## DO THIS
Can you present every row below as a numbered list, skipping blank lines and leaving the pictures out?

## GIVEN RECORDS

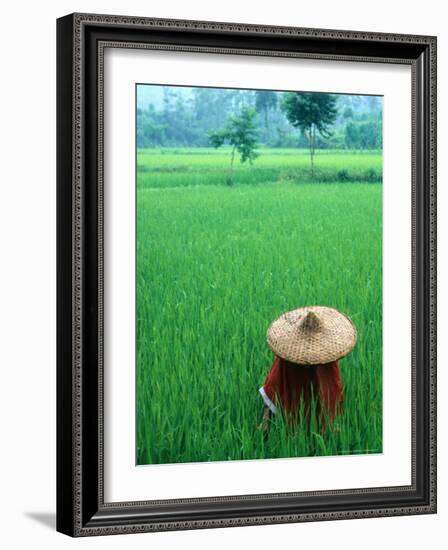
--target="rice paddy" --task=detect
[136,149,382,464]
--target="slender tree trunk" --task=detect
[308,126,316,179]
[227,147,236,185]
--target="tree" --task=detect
[281,92,338,174]
[255,90,277,129]
[208,105,258,180]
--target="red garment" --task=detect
[260,357,343,428]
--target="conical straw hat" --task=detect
[267,306,357,365]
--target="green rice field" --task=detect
[136,149,382,464]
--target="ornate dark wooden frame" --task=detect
[57,14,436,536]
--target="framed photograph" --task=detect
[57,14,436,536]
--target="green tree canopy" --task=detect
[281,92,338,171]
[208,105,258,168]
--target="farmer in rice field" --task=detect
[259,306,357,436]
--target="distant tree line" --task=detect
[137,86,382,150]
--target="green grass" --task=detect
[137,148,382,188]
[137,150,382,464]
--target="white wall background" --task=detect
[0,0,448,550]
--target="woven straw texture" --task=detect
[267,306,357,365]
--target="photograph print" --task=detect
[136,83,383,465]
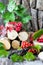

## EXERCISE RESULT
1. --target="rice paddy" --task=detect
2. [136,149,382,464]
3. --target="slender tree trunk" --task=detect
4. [308,126,316,179]
5. [227,147,236,185]
6. --target="tree" --task=detect
7. [281,92,338,174]
8. [255,90,277,129]
9. [208,105,258,180]
10. --target="red garment" --task=detect
11. [260,357,343,428]
12. --target="conical straw hat" --task=detect
13. [267,306,357,365]
14. --target="green rice field" --task=detect
15. [136,149,382,464]
16. --target="ornate dark wooden frame" --task=detect
17. [57,14,436,536]
18. --target="framed photograph" --task=detect
19. [57,14,436,536]
20. --target="green tree canopy" --task=detect
21. [281,92,338,171]
22. [208,105,258,168]
23. --target="farmer in rice field" --task=detect
24. [259,306,357,436]
25. --target="distant tree line" --task=detect
26. [137,86,382,150]
27. --target="green grass" --task=detect
28. [137,148,382,188]
29. [137,150,382,464]
30. --target="white wall background" --task=detect
31. [0,0,448,550]
32. --target="woven straw texture" --task=detect
33. [267,306,357,365]
34. --target="photograph print" --task=detect
35. [136,83,383,465]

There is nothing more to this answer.